# Directions:
a: In the Gone Full Havisham review, how long has Emily been locked inside the honeymoon suite?
b: Reproduce the Gone Full Havisham review word for word from "Yet no sooner" to "a Greek tragedy.".

# Text under study:
Real Wild Child
Forget Storm Brenda, or Brendan, or whatever storm is currently lurking on the horizon. Storm Emily is about to hit and you’d better batten down the hatches. In Irene Kelleher’s critically acclaimed "Gone Full Havisham,” one woman’s wedding night turns into a nightmare of biblical proportions, live streamed on social media from the honeymoon penthouse in her father’s hotel. If Kelleher’s story doesn’t quite have the shoulders to support her Dickens inspired character, Kelleher’s one woman performance proves to be another thing entirely. Brewing up a storm of such monumental force it blows you right out of the water.
As with her terrific debut Mary and Me, "Gone Full Havisham” follows a young girl whose innocence, and life, is being slowly destroyed. The bookish Emily Halloran, both child and woman, is torn between the competing and irreconcilable demands being placed upon her. Her social and sentimental education beginning with a father who wants to toughen up Daddy’s little girl into something like the son he never had. And a mother who regards her like a toy she never plays with, to be placed in a glass case and admired. Driving the older Emily to seek refuge in her Disney prince and saviour, fiancé Jack, culminating in the wedding night to end all wedding nights.
Sandwiched between a great idea and an even greater performance, Kelleher’s dark tale proves to be somewhat lightweight. Primarily for offering less of a story so much as a backstory. One told against a far more pressing, if often hurried and exciting present. Kicking off at full throttle, Kelleher introduces the wreck of Emily in all her crushed glory, like a detective novel opening just after the murder. Still locked inside the honeymoon suite five months after her abandoned wedding day, Emily has become a viral online sensation, broadcasting her breakdown for the world to see. And to judge. And to validate. Just like all her unhealthy, co-dependent relationships.
Yet no sooner are we up to speed with Emily’s predicament when pace starts to slacken. A result of being drawn into listening to the lengthy detritus that is Emily’s innocuous past. Interrupted only by her next online session, allowing Kelleher make some smartly observed commentaries about social media. If Emily’s past is a story told with sound and fury, its psychological realism signifies far less than it realises. Due, primarily, to Emily refusing to be defined by anyone, or reduced to being a character study. Like someone trying to rationally explain Hamlet, Emily refuses any attempts at easy categorisation, even if her pain and rage are easily recognised. Refusing to fit into a cozy explanation, Emily frequently slips the textual net. But Kelleher brings her vividly alive in a powerhouse performance showing all the potency of a Greek tragedy.
Visually, hard working lights by Paul Denby, along with sound and projections by Cormac O’Connor, prove to be a hit and miss affair. Sometimes beautifully accentuating, a la David Lean and Walt Disney, sometimes overwhelming, a la a car crash of online imagery. Mostly though, they come in a distant second to the tortured image this is Emily. Whose hair and make up by Maeve Readman, and dress design by Orlaith Carroll, make for a visual tour de force. If Emily is permanently strapped into a rollercoaster of desperation and destruction, Kelleher manages to layer her so she never sounds one toned, even if the emotional, physical, and narrative landscapes she inhabits are significantly constrained. Something director Regina Crowley, advocating for heightened theatricality and physicality, ably negotiates, marshalling the tidal wave that is Kelleher with terrific skill. But onstage it's all Kelleher, whose detailed Emily squirms, writhes, cackles and cries with the force of a primal scream.

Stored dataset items
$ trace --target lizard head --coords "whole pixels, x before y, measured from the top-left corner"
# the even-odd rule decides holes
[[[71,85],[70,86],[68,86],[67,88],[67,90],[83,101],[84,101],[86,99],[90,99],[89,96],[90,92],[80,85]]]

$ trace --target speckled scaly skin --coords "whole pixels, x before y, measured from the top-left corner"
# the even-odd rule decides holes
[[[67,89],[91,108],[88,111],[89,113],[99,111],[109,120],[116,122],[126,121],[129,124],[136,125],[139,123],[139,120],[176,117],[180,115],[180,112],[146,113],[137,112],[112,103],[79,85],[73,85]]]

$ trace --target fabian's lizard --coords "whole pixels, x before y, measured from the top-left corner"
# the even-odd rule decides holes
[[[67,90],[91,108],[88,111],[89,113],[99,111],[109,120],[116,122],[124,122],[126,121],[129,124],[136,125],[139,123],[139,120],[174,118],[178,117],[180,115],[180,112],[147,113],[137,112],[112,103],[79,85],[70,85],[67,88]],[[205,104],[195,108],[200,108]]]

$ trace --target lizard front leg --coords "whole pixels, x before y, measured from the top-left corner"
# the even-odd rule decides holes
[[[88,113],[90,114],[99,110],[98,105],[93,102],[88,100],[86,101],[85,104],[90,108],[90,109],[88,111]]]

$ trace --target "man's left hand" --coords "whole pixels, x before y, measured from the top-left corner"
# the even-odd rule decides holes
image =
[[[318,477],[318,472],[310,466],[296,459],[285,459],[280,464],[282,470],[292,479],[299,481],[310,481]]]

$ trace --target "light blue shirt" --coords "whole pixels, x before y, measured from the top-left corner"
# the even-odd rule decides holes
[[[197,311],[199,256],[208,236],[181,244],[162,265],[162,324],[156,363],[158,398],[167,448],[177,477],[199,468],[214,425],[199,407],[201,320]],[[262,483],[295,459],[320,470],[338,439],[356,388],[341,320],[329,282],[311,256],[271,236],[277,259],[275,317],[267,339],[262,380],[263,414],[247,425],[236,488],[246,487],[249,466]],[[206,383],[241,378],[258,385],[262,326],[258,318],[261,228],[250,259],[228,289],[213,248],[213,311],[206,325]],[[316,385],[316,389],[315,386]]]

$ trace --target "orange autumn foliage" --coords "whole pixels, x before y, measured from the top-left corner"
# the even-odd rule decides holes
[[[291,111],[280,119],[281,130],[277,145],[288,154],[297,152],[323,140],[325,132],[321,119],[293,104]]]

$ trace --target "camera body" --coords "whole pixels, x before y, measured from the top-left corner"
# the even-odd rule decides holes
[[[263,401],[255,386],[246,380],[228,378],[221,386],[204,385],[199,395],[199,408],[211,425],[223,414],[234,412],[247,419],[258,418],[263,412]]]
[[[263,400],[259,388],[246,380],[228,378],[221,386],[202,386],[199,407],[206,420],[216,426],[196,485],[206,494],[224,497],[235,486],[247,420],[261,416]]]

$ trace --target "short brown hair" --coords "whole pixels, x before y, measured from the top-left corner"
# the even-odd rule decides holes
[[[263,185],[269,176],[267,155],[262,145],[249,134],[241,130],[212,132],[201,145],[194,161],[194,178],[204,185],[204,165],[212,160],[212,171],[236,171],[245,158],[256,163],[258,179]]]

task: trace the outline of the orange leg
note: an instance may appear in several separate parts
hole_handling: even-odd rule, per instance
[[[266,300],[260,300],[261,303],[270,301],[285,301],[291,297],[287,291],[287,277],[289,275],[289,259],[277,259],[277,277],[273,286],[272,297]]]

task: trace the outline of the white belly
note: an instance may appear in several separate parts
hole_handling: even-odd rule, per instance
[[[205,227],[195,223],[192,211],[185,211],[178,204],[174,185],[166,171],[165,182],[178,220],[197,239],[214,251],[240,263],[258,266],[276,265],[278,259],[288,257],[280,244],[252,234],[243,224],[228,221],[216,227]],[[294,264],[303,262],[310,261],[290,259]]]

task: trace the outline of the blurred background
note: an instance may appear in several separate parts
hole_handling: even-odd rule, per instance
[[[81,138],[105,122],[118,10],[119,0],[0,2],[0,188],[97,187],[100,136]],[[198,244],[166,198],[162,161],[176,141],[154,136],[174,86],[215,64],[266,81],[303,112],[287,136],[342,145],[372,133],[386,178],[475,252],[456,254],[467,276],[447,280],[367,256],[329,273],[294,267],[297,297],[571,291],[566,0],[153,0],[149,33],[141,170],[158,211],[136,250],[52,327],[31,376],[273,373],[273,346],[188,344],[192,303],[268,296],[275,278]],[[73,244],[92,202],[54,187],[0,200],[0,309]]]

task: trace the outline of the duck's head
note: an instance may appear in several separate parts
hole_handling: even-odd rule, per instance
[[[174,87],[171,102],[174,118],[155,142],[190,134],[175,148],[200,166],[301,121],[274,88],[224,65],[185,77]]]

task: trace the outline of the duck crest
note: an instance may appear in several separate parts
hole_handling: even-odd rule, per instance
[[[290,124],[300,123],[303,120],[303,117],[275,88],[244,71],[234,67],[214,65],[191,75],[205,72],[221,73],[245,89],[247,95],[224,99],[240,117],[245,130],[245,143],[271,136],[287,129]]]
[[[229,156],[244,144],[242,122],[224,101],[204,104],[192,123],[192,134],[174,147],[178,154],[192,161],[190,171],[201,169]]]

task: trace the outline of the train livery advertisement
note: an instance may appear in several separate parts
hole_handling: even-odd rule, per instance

# Outputs in order:
a: Five months after her abandoned wedding day.

b:
Yet no sooner are we up to speed with Emily’s predicament when pace starts to slacken. A result of being drawn into listening to the lengthy detritus that is Emily’s innocuous past. Interrupted only by her next online session, allowing Kelleher make some smartly observed commentaries about social media. If Emily’s past is a story told with sound and fury, its psychological realism signifies far less than it realises. Due, primarily, to Emily refusing to be defined by anyone, or reduced to being a character study. Like someone trying to rationally explain Hamlet, Emily refuses any attempts at easy categorisation, even if her pain and rage are easily recognised. Refusing to fit into a cozy explanation, Emily frequently slips the textual net. But Kelleher brings her vividly alive in a powerhouse performance showing all the potency of a Greek tragedy.